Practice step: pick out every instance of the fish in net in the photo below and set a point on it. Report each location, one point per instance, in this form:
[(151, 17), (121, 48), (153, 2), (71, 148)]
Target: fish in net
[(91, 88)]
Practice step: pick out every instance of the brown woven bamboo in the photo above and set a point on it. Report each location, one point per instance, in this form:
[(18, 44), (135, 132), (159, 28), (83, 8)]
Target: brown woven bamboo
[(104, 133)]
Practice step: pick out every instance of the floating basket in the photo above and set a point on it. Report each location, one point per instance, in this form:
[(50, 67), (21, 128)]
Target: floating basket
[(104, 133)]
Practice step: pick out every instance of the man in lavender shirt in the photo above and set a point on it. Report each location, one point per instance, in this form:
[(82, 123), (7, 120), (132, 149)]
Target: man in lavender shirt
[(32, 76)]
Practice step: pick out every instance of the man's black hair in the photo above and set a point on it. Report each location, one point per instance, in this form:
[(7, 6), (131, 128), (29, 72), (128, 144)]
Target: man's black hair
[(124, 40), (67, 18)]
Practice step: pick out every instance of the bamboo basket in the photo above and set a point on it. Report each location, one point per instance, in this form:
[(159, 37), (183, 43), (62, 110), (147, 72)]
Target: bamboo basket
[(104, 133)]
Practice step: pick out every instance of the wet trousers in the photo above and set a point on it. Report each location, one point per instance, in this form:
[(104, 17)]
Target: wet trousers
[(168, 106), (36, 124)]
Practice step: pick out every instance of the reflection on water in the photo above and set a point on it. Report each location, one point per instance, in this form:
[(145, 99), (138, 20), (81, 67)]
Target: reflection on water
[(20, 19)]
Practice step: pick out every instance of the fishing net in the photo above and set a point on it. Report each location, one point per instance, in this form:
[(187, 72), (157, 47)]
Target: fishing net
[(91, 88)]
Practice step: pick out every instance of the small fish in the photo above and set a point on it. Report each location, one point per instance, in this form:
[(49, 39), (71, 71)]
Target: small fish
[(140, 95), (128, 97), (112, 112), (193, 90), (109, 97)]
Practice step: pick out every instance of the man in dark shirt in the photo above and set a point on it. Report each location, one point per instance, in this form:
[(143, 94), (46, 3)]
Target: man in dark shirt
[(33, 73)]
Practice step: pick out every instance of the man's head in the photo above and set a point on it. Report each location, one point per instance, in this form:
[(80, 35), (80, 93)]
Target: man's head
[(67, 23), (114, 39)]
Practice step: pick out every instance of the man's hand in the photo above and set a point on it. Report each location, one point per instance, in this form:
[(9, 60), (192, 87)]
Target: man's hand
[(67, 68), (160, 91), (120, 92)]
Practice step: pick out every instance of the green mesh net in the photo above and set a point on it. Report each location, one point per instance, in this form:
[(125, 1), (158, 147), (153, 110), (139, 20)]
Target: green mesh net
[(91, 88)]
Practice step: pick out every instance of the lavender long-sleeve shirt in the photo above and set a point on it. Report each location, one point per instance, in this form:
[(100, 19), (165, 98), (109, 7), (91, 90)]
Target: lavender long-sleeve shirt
━━━━━━━━━━━━━━━━━━━━━━━━━━━━━━
## TASK BRIEF
Write out every record verbatim.

## TASK RESPONSE
Practice step: pick out every instance of the fish in net in the photo below and set a point on it. Report each location, one point per instance, in this form:
[(151, 17), (121, 48), (153, 2), (71, 148)]
Target: fish in net
[(91, 88)]
Practice step: pick out every instance of the brown woven bamboo in the photo above and set a point on it. Report each location, one point per instance, in this form:
[(18, 44), (135, 132), (159, 28), (83, 8)]
Target: brown woven bamboo
[(104, 133)]
Practice step: pick out every instance of the floating basket in the photo above and set a point on it. Report each location, one point per instance, in this form:
[(50, 67), (21, 128)]
Target: floating basket
[(104, 133)]
Practice step: pick out every instance of the man in lavender shirt in the photo above and set a point on it. Report each location, one point per instance, in this form:
[(82, 123), (7, 120), (132, 149)]
Target: man in lavender shirt
[(32, 76)]
Practice step: pick out every instance of the man's black hair in the photo above and set a point on it. Report each location, one point per instance, in this form:
[(7, 6), (131, 128), (29, 72), (128, 144)]
Target: man's black hair
[(124, 40), (67, 18)]
Practice step: pick out every instance of the bamboo basket in the photo above and set a point on it. Report each location, one point per instance, in this form:
[(159, 37), (183, 43), (62, 110), (147, 72)]
Target: bamboo basket
[(104, 133)]
Practice step: pick out every instance of the wet trousers in the photo above and set a point on it. Report each location, one point per instance, in this form:
[(104, 17)]
Target: wet trousers
[(168, 106), (36, 124)]
Practice step: pick out every instance of the reflection on water in the photo above and set a point on it. Report each location, one point per instance, in this form:
[(145, 99), (138, 20), (81, 67)]
Target: reflection on water
[(20, 19)]
Practice step: pick out every instance of the fishing net in the photo above and set a point on it. Report each location, one point per instance, in this form:
[(187, 72), (157, 47)]
Target: fishing net
[(91, 88)]
Practice step: pick out every instance of the small fish in the photo above and set a point on it. Report each location, one point per instance, in this form:
[(49, 39), (71, 71)]
Target: small fish
[(140, 95), (128, 97), (112, 112), (193, 90), (109, 97)]
Practice step: pick out every instance of the man in dark shirt in the photo above and set a point on it. Report each location, one point per instance, in this form:
[(143, 94), (46, 3)]
Target: man in dark shirt
[(33, 73)]
Practice step: pick out every instance of the man's head in the photo above and set a point on it. Report each location, one point per instance, in this form:
[(80, 35), (80, 93)]
Target: man's head
[(67, 23), (114, 39)]
Practice step: pick out every instance of the man's hand in the photo above and set a point on it. Report each location, one point per instance, in this form:
[(9, 60), (192, 87)]
Target: man's hand
[(67, 68), (160, 91), (120, 92)]
Practice step: pick out every instance of the green mesh net in the photo above and set a point on it. Report each location, one point per instance, in this form:
[(125, 1), (158, 147), (153, 110), (139, 20)]
Target: green mesh net
[(91, 88)]
Practice step: pick out every instance of the lavender long-sleeve shirt in the photo above and set a point on it. Report each location, one point per instance, in this form:
[(100, 19), (165, 98), (109, 7), (91, 90)]
Target: lavender long-sleeve shirt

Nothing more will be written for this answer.